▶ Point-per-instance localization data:
++++

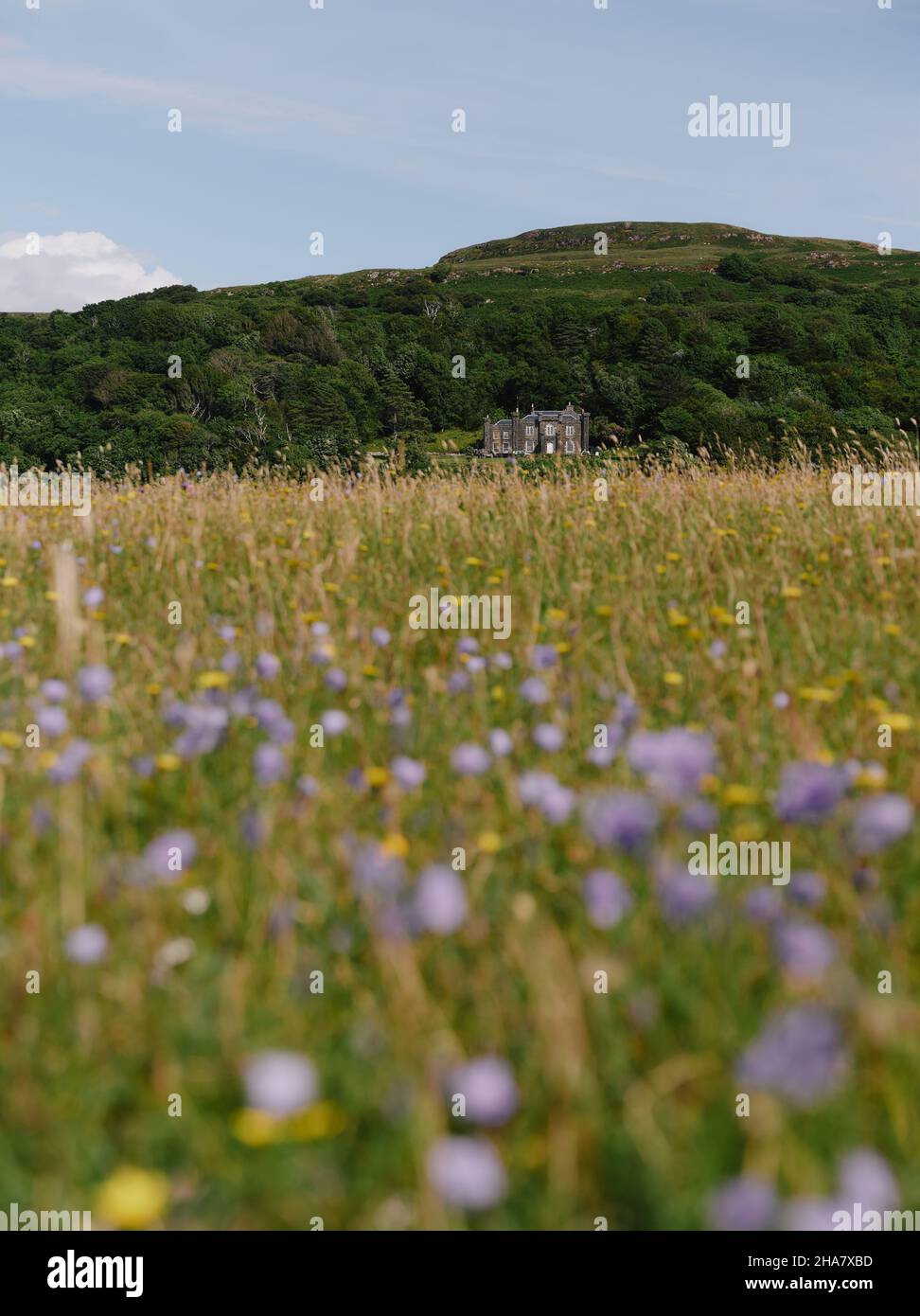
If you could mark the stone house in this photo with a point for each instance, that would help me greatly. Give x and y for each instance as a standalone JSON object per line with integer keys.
{"x": 563, "y": 432}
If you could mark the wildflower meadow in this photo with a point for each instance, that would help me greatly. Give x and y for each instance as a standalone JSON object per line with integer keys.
{"x": 315, "y": 916}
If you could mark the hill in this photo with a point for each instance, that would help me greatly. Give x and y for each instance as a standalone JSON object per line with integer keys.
{"x": 669, "y": 331}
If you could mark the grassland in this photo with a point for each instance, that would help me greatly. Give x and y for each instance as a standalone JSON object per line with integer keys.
{"x": 626, "y": 1097}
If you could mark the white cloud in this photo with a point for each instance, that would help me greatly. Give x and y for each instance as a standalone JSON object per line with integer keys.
{"x": 70, "y": 272}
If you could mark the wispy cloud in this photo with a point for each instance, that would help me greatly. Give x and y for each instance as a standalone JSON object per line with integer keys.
{"x": 229, "y": 108}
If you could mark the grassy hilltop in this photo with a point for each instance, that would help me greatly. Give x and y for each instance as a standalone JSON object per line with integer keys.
{"x": 646, "y": 337}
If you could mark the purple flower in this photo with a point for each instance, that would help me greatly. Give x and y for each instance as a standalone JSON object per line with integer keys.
{"x": 408, "y": 772}
{"x": 549, "y": 738}
{"x": 488, "y": 1089}
{"x": 542, "y": 657}
{"x": 440, "y": 900}
{"x": 799, "y": 1055}
{"x": 809, "y": 792}
{"x": 204, "y": 725}
{"x": 336, "y": 679}
{"x": 880, "y": 822}
{"x": 267, "y": 667}
{"x": 622, "y": 819}
{"x": 684, "y": 895}
{"x": 280, "y": 1082}
{"x": 333, "y": 721}
{"x": 868, "y": 1178}
{"x": 269, "y": 763}
{"x": 606, "y": 898}
{"x": 170, "y": 853}
{"x": 745, "y": 1203}
{"x": 86, "y": 945}
{"x": 468, "y": 1173}
{"x": 805, "y": 949}
{"x": 501, "y": 742}
{"x": 69, "y": 763}
{"x": 470, "y": 759}
{"x": 533, "y": 690}
{"x": 94, "y": 684}
{"x": 673, "y": 761}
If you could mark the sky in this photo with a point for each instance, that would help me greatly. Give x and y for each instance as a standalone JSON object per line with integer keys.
{"x": 337, "y": 117}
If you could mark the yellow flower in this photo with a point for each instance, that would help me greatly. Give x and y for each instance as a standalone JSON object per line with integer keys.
{"x": 213, "y": 679}
{"x": 132, "y": 1198}
{"x": 257, "y": 1128}
{"x": 321, "y": 1120}
{"x": 395, "y": 845}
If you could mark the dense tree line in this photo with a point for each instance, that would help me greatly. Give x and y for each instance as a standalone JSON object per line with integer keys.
{"x": 319, "y": 370}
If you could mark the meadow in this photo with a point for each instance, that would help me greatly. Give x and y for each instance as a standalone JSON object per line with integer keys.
{"x": 287, "y": 886}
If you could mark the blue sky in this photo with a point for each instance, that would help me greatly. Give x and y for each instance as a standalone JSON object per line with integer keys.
{"x": 340, "y": 120}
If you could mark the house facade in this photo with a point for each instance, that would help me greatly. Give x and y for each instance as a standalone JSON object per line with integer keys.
{"x": 563, "y": 432}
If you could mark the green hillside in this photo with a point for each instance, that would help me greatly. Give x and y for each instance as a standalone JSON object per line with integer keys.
{"x": 646, "y": 334}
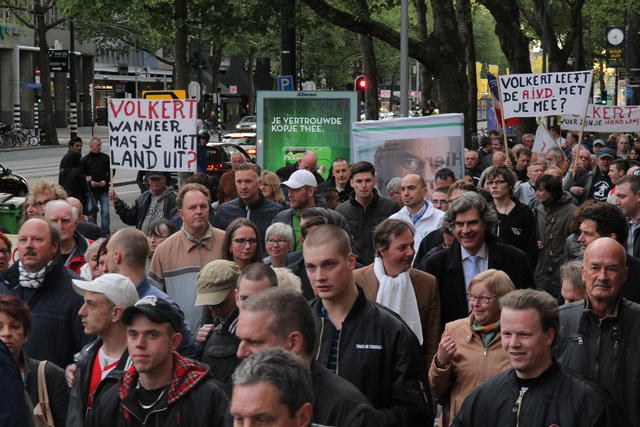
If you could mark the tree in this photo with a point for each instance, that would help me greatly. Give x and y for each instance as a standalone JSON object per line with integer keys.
{"x": 442, "y": 55}
{"x": 35, "y": 18}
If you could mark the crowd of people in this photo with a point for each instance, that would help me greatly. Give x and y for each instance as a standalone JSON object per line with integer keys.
{"x": 507, "y": 296}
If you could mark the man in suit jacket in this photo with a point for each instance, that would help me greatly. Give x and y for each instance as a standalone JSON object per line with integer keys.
{"x": 475, "y": 250}
{"x": 390, "y": 281}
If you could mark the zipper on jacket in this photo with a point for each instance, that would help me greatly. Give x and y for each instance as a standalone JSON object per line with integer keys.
{"x": 484, "y": 360}
{"x": 598, "y": 351}
{"x": 320, "y": 337}
{"x": 518, "y": 405}
{"x": 338, "y": 351}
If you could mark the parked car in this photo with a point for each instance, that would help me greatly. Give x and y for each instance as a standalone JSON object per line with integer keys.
{"x": 247, "y": 123}
{"x": 219, "y": 160}
{"x": 11, "y": 183}
{"x": 246, "y": 140}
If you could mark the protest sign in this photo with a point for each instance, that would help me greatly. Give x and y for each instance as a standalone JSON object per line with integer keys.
{"x": 419, "y": 145}
{"x": 290, "y": 123}
{"x": 153, "y": 134}
{"x": 605, "y": 118}
{"x": 548, "y": 94}
{"x": 543, "y": 140}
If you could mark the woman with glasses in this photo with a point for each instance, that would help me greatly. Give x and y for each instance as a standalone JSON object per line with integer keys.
{"x": 470, "y": 351}
{"x": 241, "y": 244}
{"x": 279, "y": 242}
{"x": 15, "y": 324}
{"x": 516, "y": 222}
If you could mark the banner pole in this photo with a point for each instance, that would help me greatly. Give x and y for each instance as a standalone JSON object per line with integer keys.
{"x": 504, "y": 128}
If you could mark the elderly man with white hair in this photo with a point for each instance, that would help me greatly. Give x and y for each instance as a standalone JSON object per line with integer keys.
{"x": 72, "y": 244}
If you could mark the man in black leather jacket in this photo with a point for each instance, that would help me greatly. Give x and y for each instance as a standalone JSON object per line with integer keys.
{"x": 537, "y": 391}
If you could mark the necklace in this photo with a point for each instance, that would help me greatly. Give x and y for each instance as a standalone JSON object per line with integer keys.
{"x": 146, "y": 407}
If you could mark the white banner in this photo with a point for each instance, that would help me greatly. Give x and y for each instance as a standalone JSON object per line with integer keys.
{"x": 605, "y": 118}
{"x": 543, "y": 140}
{"x": 548, "y": 94}
{"x": 153, "y": 134}
{"x": 419, "y": 145}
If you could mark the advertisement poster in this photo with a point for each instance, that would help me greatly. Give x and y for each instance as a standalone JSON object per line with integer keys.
{"x": 289, "y": 123}
{"x": 419, "y": 145}
{"x": 605, "y": 118}
{"x": 153, "y": 134}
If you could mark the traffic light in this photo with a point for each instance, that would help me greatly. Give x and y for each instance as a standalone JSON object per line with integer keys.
{"x": 361, "y": 83}
{"x": 603, "y": 97}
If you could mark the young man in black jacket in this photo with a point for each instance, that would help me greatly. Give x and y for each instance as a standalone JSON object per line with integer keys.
{"x": 360, "y": 340}
{"x": 536, "y": 391}
{"x": 96, "y": 167}
{"x": 105, "y": 299}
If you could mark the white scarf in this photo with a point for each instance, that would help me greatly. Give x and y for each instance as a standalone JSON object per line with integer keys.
{"x": 31, "y": 280}
{"x": 397, "y": 294}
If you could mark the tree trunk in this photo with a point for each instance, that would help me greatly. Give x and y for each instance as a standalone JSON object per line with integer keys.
{"x": 466, "y": 33}
{"x": 180, "y": 45}
{"x": 47, "y": 118}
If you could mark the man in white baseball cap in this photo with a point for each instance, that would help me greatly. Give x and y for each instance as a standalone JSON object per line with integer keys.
{"x": 105, "y": 359}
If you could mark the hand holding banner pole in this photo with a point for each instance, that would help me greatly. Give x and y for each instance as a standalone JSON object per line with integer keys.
{"x": 504, "y": 128}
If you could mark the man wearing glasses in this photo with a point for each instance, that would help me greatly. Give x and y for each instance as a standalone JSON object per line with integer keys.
{"x": 476, "y": 249}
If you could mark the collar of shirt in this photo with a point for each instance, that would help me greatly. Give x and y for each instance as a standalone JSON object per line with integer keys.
{"x": 415, "y": 218}
{"x": 203, "y": 241}
{"x": 481, "y": 254}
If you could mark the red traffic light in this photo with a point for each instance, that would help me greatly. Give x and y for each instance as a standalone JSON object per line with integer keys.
{"x": 361, "y": 83}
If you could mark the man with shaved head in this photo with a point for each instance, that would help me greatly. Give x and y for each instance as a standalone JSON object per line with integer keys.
{"x": 417, "y": 210}
{"x": 598, "y": 335}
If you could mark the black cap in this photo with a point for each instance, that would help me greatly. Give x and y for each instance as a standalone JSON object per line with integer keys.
{"x": 155, "y": 309}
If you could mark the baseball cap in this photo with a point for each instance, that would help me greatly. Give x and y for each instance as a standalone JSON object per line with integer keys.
{"x": 117, "y": 288}
{"x": 606, "y": 152}
{"x": 215, "y": 281}
{"x": 301, "y": 178}
{"x": 155, "y": 309}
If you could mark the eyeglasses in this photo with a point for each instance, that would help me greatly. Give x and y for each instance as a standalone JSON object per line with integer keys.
{"x": 482, "y": 299}
{"x": 276, "y": 242}
{"x": 243, "y": 242}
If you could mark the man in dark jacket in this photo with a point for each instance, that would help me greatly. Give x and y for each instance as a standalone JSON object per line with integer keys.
{"x": 602, "y": 219}
{"x": 553, "y": 215}
{"x": 96, "y": 167}
{"x": 71, "y": 176}
{"x": 302, "y": 189}
{"x": 162, "y": 388}
{"x": 365, "y": 209}
{"x": 360, "y": 340}
{"x": 157, "y": 202}
{"x": 40, "y": 280}
{"x": 105, "y": 299}
{"x": 281, "y": 318}
{"x": 220, "y": 282}
{"x": 250, "y": 203}
{"x": 475, "y": 250}
{"x": 535, "y": 391}
{"x": 598, "y": 335}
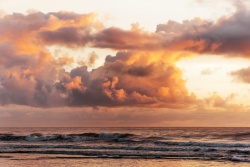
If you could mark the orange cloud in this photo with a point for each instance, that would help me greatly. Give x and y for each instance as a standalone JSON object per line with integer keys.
{"x": 242, "y": 75}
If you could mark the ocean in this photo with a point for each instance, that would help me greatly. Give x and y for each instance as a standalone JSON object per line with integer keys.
{"x": 124, "y": 147}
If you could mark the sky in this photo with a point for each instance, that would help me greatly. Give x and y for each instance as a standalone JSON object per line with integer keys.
{"x": 161, "y": 63}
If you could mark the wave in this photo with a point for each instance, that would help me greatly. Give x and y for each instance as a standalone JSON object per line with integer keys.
{"x": 66, "y": 137}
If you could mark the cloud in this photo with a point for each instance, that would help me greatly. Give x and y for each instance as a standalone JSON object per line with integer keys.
{"x": 142, "y": 73}
{"x": 242, "y": 75}
{"x": 128, "y": 79}
{"x": 228, "y": 36}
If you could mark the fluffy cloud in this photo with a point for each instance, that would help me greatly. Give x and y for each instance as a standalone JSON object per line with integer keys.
{"x": 242, "y": 75}
{"x": 142, "y": 73}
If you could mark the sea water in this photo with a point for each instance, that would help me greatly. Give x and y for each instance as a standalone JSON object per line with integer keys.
{"x": 124, "y": 147}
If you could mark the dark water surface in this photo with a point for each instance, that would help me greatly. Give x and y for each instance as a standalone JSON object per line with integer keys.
{"x": 220, "y": 145}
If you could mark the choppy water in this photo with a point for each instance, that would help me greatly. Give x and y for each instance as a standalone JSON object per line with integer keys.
{"x": 215, "y": 144}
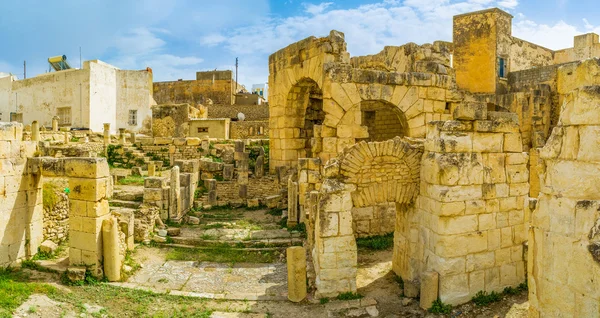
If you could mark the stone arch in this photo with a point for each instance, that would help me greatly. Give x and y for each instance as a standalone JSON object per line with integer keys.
{"x": 383, "y": 120}
{"x": 366, "y": 174}
{"x": 304, "y": 108}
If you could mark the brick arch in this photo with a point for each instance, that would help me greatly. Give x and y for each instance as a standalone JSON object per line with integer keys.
{"x": 387, "y": 171}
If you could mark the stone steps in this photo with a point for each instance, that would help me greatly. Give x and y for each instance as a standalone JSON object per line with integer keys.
{"x": 125, "y": 204}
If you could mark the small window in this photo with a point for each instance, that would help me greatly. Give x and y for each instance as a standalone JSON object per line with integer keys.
{"x": 132, "y": 117}
{"x": 64, "y": 116}
{"x": 502, "y": 67}
{"x": 18, "y": 117}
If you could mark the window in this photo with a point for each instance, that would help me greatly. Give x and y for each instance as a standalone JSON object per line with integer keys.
{"x": 64, "y": 115}
{"x": 132, "y": 117}
{"x": 18, "y": 117}
{"x": 502, "y": 67}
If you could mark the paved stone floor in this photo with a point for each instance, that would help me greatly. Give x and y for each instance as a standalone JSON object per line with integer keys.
{"x": 213, "y": 280}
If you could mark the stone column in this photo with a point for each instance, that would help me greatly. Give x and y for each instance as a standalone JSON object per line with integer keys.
{"x": 106, "y": 134}
{"x": 296, "y": 265}
{"x": 151, "y": 169}
{"x": 175, "y": 195}
{"x": 91, "y": 187}
{"x": 110, "y": 241}
{"x": 35, "y": 131}
{"x": 212, "y": 191}
{"x": 55, "y": 123}
{"x": 259, "y": 168}
{"x": 292, "y": 203}
{"x": 227, "y": 172}
{"x": 122, "y": 136}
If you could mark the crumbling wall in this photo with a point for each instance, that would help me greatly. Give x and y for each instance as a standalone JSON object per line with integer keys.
{"x": 474, "y": 185}
{"x": 564, "y": 262}
{"x": 21, "y": 211}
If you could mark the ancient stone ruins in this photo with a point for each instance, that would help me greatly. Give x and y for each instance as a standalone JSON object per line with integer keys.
{"x": 480, "y": 155}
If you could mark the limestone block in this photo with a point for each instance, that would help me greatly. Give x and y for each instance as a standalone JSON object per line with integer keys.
{"x": 488, "y": 142}
{"x": 89, "y": 189}
{"x": 471, "y": 111}
{"x": 429, "y": 289}
{"x": 110, "y": 243}
{"x": 513, "y": 142}
{"x": 296, "y": 266}
{"x": 86, "y": 167}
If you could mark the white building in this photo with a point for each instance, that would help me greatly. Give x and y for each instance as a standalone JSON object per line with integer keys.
{"x": 81, "y": 98}
{"x": 262, "y": 90}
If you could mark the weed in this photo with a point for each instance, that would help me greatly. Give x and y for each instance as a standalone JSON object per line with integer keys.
{"x": 131, "y": 180}
{"x": 482, "y": 298}
{"x": 221, "y": 254}
{"x": 349, "y": 296}
{"x": 438, "y": 307}
{"x": 376, "y": 243}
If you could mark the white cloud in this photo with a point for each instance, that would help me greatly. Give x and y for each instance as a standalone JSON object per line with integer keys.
{"x": 315, "y": 9}
{"x": 212, "y": 39}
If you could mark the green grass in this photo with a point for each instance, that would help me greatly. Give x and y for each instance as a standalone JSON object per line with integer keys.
{"x": 49, "y": 197}
{"x": 14, "y": 290}
{"x": 438, "y": 307}
{"x": 482, "y": 298}
{"x": 349, "y": 296}
{"x": 376, "y": 243}
{"x": 132, "y": 180}
{"x": 221, "y": 254}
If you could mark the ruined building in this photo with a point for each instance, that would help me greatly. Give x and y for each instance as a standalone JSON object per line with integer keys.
{"x": 81, "y": 98}
{"x": 457, "y": 140}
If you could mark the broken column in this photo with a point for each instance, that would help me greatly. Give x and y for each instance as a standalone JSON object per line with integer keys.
{"x": 259, "y": 168}
{"x": 175, "y": 195}
{"x": 55, "y": 123}
{"x": 293, "y": 216}
{"x": 121, "y": 136}
{"x": 228, "y": 172}
{"x": 110, "y": 241}
{"x": 211, "y": 185}
{"x": 151, "y": 169}
{"x": 296, "y": 266}
{"x": 90, "y": 185}
{"x": 35, "y": 131}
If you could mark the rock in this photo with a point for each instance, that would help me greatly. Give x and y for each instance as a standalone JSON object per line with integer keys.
{"x": 173, "y": 231}
{"x": 411, "y": 289}
{"x": 48, "y": 247}
{"x": 372, "y": 311}
{"x": 136, "y": 171}
{"x": 75, "y": 274}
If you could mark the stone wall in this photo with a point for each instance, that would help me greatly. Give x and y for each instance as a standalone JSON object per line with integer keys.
{"x": 474, "y": 186}
{"x": 249, "y": 129}
{"x": 21, "y": 211}
{"x": 563, "y": 264}
{"x": 251, "y": 112}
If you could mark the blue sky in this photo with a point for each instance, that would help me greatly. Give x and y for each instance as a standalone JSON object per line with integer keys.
{"x": 179, "y": 37}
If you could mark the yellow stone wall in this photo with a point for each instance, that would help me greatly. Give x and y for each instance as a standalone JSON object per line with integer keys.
{"x": 563, "y": 259}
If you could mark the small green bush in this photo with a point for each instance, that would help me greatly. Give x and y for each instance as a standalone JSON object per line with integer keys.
{"x": 439, "y": 308}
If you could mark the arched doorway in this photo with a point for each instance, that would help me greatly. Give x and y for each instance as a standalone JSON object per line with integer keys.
{"x": 383, "y": 120}
{"x": 305, "y": 100}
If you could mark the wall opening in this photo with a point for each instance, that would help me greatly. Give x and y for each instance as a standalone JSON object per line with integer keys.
{"x": 306, "y": 98}
{"x": 383, "y": 120}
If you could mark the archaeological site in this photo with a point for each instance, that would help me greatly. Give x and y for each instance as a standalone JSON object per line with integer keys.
{"x": 452, "y": 179}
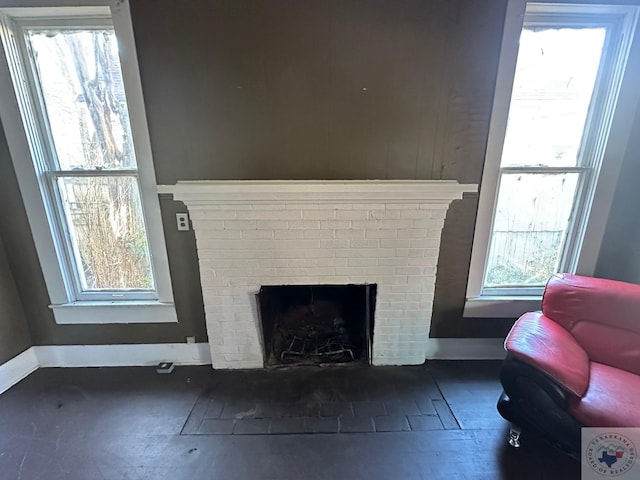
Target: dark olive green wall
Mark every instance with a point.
(328, 89)
(14, 330)
(620, 253)
(314, 89)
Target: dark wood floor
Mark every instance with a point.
(433, 422)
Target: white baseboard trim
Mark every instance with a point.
(465, 349)
(123, 355)
(17, 368)
(135, 355)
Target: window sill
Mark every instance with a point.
(114, 312)
(501, 306)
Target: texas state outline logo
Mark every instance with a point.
(611, 454)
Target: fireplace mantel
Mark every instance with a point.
(317, 191)
(288, 232)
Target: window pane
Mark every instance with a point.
(105, 223)
(531, 220)
(554, 80)
(81, 84)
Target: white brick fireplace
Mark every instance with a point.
(254, 233)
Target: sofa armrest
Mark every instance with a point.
(542, 343)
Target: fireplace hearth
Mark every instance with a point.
(316, 324)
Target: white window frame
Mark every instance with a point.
(66, 306)
(513, 303)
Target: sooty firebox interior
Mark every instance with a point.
(317, 324)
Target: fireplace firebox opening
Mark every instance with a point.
(317, 324)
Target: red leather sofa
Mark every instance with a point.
(576, 363)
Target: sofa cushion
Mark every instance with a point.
(542, 343)
(612, 399)
(602, 315)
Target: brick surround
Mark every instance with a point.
(253, 233)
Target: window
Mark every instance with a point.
(555, 126)
(90, 188)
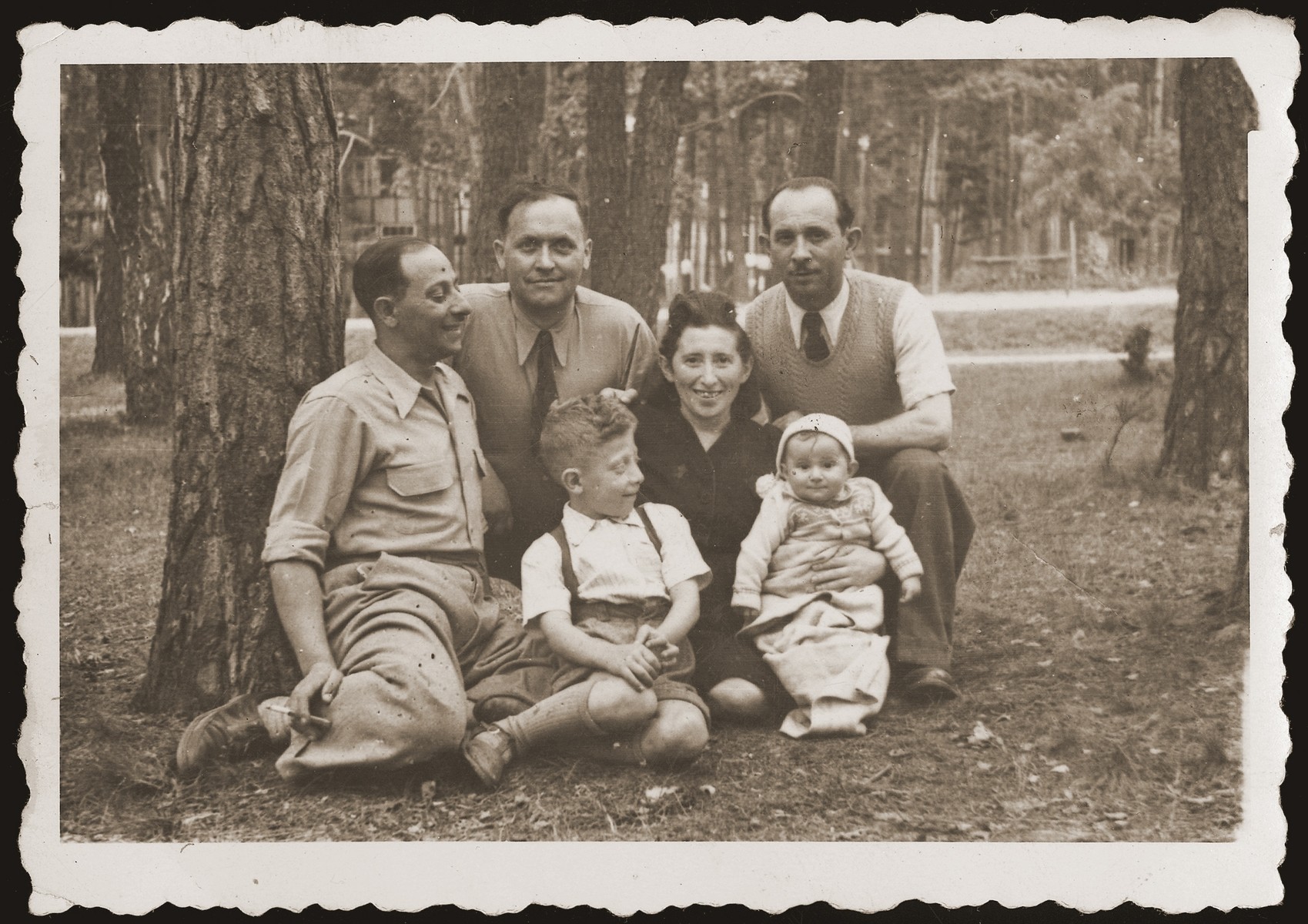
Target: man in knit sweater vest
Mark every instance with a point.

++++

▶ Exercise goal: Of the records above, copy each line that includes "fireplace".

▶ Result of this exercise:
Target: fireplace mantel
Target: white brick fireplace
Target: fireplace hearth
Target: fireplace firebox opening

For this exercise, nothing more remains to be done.